EXERCISE DESCRIPTION.
Retype, without any alteration, the lines running from the line that contains "</instance>" through the line that contains "positive clicks: (863, 515)", both of those lines included.
----------------
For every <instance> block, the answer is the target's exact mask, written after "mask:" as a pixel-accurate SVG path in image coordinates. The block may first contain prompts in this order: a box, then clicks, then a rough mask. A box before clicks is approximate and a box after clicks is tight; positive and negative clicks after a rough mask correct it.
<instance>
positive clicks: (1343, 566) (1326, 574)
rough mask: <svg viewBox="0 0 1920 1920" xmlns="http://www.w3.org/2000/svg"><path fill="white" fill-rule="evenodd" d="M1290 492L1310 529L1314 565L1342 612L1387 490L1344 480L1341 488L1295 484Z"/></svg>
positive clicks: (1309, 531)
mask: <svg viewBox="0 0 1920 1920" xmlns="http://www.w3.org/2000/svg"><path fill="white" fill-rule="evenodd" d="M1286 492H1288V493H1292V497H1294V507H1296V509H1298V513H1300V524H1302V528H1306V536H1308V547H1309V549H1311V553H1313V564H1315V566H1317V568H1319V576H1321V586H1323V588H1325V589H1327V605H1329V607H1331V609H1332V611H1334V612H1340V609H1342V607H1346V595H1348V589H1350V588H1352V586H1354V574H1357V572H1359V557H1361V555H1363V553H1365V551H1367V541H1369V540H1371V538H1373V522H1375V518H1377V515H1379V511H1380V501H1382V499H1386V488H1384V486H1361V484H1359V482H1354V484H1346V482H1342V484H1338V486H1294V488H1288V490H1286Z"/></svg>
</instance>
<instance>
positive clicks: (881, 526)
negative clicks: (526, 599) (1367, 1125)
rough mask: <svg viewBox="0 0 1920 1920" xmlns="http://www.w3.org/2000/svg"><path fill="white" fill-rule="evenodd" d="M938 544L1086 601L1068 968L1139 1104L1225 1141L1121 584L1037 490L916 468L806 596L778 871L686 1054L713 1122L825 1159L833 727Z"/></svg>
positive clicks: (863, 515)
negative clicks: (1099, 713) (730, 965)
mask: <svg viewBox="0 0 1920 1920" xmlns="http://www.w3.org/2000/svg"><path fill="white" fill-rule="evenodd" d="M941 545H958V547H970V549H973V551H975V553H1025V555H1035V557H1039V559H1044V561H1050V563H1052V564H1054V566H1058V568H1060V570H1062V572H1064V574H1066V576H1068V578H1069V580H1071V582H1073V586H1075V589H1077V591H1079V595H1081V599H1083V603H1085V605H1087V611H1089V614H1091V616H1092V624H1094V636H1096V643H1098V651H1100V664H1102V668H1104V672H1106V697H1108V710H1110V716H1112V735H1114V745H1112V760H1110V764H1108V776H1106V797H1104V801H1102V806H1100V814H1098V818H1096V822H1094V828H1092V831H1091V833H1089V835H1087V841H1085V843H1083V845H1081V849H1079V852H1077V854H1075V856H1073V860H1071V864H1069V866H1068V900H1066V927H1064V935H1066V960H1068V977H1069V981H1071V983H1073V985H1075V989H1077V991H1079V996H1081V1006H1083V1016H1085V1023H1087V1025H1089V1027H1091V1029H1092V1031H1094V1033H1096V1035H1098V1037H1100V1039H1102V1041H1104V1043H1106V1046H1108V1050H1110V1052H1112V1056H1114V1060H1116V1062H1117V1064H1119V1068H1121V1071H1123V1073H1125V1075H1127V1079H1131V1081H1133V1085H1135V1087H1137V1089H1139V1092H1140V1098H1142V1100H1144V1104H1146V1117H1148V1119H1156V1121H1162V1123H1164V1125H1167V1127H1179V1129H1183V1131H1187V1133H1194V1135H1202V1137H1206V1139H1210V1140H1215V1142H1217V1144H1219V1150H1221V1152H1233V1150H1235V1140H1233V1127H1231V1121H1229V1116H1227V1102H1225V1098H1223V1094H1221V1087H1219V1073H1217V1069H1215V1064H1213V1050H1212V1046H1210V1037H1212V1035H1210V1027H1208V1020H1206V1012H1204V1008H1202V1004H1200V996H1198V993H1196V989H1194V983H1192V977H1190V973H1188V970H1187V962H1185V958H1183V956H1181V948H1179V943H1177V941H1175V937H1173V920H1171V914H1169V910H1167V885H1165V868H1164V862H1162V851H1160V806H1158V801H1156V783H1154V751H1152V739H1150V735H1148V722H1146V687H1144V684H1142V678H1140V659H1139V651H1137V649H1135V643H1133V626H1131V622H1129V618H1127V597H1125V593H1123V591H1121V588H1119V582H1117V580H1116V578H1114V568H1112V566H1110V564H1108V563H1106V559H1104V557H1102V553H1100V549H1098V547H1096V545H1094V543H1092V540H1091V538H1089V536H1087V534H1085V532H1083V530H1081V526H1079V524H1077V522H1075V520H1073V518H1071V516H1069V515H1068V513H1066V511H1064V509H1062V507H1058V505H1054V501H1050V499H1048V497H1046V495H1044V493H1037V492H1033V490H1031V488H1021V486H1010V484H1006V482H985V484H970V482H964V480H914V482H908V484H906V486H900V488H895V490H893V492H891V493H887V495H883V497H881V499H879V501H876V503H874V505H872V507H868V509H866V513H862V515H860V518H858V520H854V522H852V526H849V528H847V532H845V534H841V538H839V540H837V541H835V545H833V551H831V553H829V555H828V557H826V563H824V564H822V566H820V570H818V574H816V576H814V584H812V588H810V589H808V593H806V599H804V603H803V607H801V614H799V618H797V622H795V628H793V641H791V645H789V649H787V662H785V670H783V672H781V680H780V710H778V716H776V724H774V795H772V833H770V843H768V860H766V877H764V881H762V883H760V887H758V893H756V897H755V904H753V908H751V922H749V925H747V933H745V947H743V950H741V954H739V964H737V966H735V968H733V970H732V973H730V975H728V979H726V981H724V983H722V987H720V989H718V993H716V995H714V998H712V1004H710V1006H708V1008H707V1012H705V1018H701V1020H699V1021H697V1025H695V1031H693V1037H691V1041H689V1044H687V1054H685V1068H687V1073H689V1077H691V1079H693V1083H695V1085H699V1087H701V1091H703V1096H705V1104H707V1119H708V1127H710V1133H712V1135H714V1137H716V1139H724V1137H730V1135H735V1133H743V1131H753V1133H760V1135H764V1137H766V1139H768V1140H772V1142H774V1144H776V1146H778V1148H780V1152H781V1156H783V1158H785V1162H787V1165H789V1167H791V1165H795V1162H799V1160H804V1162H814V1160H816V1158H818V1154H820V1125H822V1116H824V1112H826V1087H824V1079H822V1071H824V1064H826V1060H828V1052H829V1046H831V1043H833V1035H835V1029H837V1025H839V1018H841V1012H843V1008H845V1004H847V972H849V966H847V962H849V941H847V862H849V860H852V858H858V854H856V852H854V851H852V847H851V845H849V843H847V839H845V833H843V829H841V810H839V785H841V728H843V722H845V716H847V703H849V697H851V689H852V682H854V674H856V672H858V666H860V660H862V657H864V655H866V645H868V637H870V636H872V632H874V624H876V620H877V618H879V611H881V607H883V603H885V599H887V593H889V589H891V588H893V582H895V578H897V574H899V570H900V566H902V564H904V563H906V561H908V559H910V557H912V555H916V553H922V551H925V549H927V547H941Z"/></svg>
----------------
RESULT OF THIS TASK.
</instance>
<instance>
positive clicks: (881, 526)
negative clicks: (526, 599) (1367, 1125)
rough mask: <svg viewBox="0 0 1920 1920" xmlns="http://www.w3.org/2000/svg"><path fill="white" fill-rule="evenodd" d="M938 544L1086 601L1068 968L1139 1104L1225 1141L1121 584L1037 490L916 468L806 596L778 871L686 1054L713 1122L825 1159L833 727Z"/></svg>
positive clicks: (863, 515)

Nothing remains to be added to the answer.